- Vorliegender Auszug:
Niemand versteht das besser als die Leiter der Heilsarmee, und wenn je der Tag kommen sollte, wo diese Organisation ihr Leben verlieren würde - nun! dann möge man sie begraben, wie der General sagt. Ein Leichnam muss nicht auf der Erde gelassen werden, sein Platz ist unter ihr.
Es ist zu beachten, dass Jesus Christus, der allen Lebensprinzipien Ausdruck verlieh, keinerlei religiöse Organisation aufstellte. Vielmehr überließ er es seinen wahren Jüngern aller Zeiten, im Licht seines Geistes jene Form und Organisation zu schaffen, die den Bedürfnissen ihres Jahrhunderts am besten entsprechen würde.
Es ist eines der Gesetze des Lebens - sowohl des physischen als auch des geistlichen -, dass es sich keine Form schaffen kann, die ihm nicht entspricht. In der Natur bringt das Leben eine unendliche Vielfalt von Formen hervor. So unterschiedlich sie auch sind, alle sind ihrem Zweck vollkommen angepasst. Diese Mannigfaltigkeit der Form entsteht durch die Verschiedenheit der Lebensumstände, in denen die Geschöpfe existieren und sich bewegen müssen.
Alles, was tot ist, muss ins Grab sinken und dem Lebendigen Platz machen.
Die Wissenschaft ist nur ein Mittel, um zum Ziel zu gelangen. Doch viele Menschen machen daraus den Zweck selbst: Sie studieren, um zu wissen - nicht um zu gehorchen. Das aber ist nichts anderes als Hochmut.
Ein Omnibus ist ein Mittel, um jemanden von einem Ort zum anderen zu bringen. Niemand käme auf die Idee, darin seine Wohnung aufzuschlagen. Genau das aber tun jene, die studieren, ohne ihr Herz Gott hinzugeben und ohne seinen Willen zu tun.

- Gestellte Aufgabe a: Gib aus dem Auszug über Leben und Form den Abschnitt wörtlich aus, der mit den Worten „Die Wissenschaft ist“ beginnt und mit „Willen zu tun.“ endet.
Der Auszug und die Liste sind voneinander unabhängiges Material.

Datensätze mit Positionsannotationen:
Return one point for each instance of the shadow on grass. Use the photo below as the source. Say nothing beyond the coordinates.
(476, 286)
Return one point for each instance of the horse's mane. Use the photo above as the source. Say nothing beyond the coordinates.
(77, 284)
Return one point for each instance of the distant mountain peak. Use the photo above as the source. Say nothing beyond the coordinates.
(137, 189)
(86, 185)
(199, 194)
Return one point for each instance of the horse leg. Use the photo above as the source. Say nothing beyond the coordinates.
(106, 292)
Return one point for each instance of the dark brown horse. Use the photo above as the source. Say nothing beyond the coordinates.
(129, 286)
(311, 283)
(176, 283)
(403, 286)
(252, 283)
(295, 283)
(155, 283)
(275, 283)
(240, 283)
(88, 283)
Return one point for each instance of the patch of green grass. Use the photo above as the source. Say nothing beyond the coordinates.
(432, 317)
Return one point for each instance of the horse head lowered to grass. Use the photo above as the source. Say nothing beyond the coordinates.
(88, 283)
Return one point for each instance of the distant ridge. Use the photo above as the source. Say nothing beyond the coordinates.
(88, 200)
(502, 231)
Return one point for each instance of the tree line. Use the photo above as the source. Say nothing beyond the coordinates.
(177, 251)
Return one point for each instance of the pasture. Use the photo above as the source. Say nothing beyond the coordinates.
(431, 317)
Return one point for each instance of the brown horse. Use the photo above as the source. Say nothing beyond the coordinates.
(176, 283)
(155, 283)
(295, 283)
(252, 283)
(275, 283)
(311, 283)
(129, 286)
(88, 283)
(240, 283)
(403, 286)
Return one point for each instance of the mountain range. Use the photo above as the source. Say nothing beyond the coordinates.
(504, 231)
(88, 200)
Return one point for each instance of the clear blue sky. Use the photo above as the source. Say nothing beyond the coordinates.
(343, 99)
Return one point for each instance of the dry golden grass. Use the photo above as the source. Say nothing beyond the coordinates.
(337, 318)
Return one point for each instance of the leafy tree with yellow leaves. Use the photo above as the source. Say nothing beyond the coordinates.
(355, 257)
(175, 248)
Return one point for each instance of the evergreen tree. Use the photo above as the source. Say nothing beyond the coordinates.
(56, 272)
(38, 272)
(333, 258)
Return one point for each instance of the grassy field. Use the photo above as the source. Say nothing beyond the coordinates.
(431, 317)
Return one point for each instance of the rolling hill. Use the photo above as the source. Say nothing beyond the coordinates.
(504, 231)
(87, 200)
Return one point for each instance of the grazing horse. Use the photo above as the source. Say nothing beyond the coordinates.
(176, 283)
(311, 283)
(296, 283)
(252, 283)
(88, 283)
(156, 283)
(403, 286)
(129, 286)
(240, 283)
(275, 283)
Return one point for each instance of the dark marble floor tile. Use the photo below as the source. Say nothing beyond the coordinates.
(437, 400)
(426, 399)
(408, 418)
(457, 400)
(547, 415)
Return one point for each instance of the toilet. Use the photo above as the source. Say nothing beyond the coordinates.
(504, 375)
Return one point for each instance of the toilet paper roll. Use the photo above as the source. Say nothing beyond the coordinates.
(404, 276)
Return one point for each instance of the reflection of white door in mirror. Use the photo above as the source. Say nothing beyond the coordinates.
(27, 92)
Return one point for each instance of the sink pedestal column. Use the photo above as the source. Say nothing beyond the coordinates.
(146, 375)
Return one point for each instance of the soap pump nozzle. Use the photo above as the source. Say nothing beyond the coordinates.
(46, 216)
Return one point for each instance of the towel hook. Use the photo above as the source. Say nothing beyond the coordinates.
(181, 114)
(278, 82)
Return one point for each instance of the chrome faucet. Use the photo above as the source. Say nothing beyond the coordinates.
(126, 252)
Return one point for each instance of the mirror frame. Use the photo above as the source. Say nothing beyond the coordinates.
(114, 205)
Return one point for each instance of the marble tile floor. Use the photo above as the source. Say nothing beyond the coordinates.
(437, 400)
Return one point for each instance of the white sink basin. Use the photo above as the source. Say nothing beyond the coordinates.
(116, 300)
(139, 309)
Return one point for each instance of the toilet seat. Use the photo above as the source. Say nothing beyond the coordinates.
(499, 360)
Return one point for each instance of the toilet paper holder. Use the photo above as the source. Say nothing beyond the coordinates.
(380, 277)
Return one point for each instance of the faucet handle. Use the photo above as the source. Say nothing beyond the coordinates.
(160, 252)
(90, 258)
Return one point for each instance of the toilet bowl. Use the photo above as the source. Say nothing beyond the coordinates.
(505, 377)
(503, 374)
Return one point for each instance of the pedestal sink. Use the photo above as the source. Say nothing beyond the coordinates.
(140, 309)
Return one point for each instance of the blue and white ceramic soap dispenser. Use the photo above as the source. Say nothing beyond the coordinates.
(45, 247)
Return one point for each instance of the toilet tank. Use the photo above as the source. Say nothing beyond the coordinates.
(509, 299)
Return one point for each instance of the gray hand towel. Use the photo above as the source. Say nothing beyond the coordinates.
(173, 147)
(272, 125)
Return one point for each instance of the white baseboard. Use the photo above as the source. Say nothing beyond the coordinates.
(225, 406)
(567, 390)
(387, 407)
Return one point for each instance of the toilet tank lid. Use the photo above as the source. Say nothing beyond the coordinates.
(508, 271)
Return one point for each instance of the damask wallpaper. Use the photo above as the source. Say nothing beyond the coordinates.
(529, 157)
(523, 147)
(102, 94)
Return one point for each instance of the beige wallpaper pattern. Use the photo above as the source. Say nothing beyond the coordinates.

- Gestellte Aufgabe b: Tausche in der Liste „toilet tank“ gegen „cistern“ aus und gib dabei nur die Zeilen von der Zeile mit „Return one point for each instance of the faucet“ bis zum Ende der Liste wieder, sonst unverändert.

- Schriftliche Antwort a:
Die Wissenschaft ist nur ein Mittel, um zum Ziel zu gelangen. Doch viele Menschen machen daraus den Zweck selbst: Sie studieren, um zu wissen - nicht um zu gehorchen. Das aber ist nichts anderes als Hochmut.
Ein Omnibus ist ein Mittel, um jemanden von einem Ort zum anderen zu bringen. Niemand käme auf die Idee, darin seine Wohnung aufzuschlagen. Genau das aber tun jene, die studieren, ohne ihr Herz Gott hinzugeben und ohne seinen Willen zu tun.

- Schriftliche Antwort b:
Return one point for each instance of the faucet handle. Use the photo above as the source. Say nothing beyond the coordinates.
(160, 252)
(90, 258)
Return one point for each instance of the toilet bowl. Use the photo above as the source. Say nothing beyond the coordinates.
(505, 377)
(503, 374)
Return one point for each instance of the pedestal sink. Use the photo above as the source. Say nothing beyond the coordinates.
(140, 309)
Return one point for each instance of the blue and white ceramic soap dispenser. Use the photo above as the source. Say nothing beyond the coordinates.
(45, 247)
Return one point for each instance of the cistern. Use the photo above as the source. Say nothing beyond the coordinates.
(509, 299)
Return one point for each instance of the gray hand towel. Use the photo above as the source. Say nothing beyond the coordinates.
(173, 147)
(272, 125)
Return one point for each instance of the white baseboard. Use the photo above as the source. Say nothing beyond the coordinates.
(225, 406)
(567, 390)
(387, 407)
Return one point for each instance of the cistern lid. Use the photo above as the source. Say nothing beyond the coordinates.
(508, 271)
Return one point for each instance of the damask wallpaper. Use the photo above as the source. Say nothing beyond the coordinates.
(529, 157)
(523, 147)
(102, 94)
Return one point for each instance of the beige wallpaper pattern. Use the photo above as the source. Say nothing beyond the coordinates.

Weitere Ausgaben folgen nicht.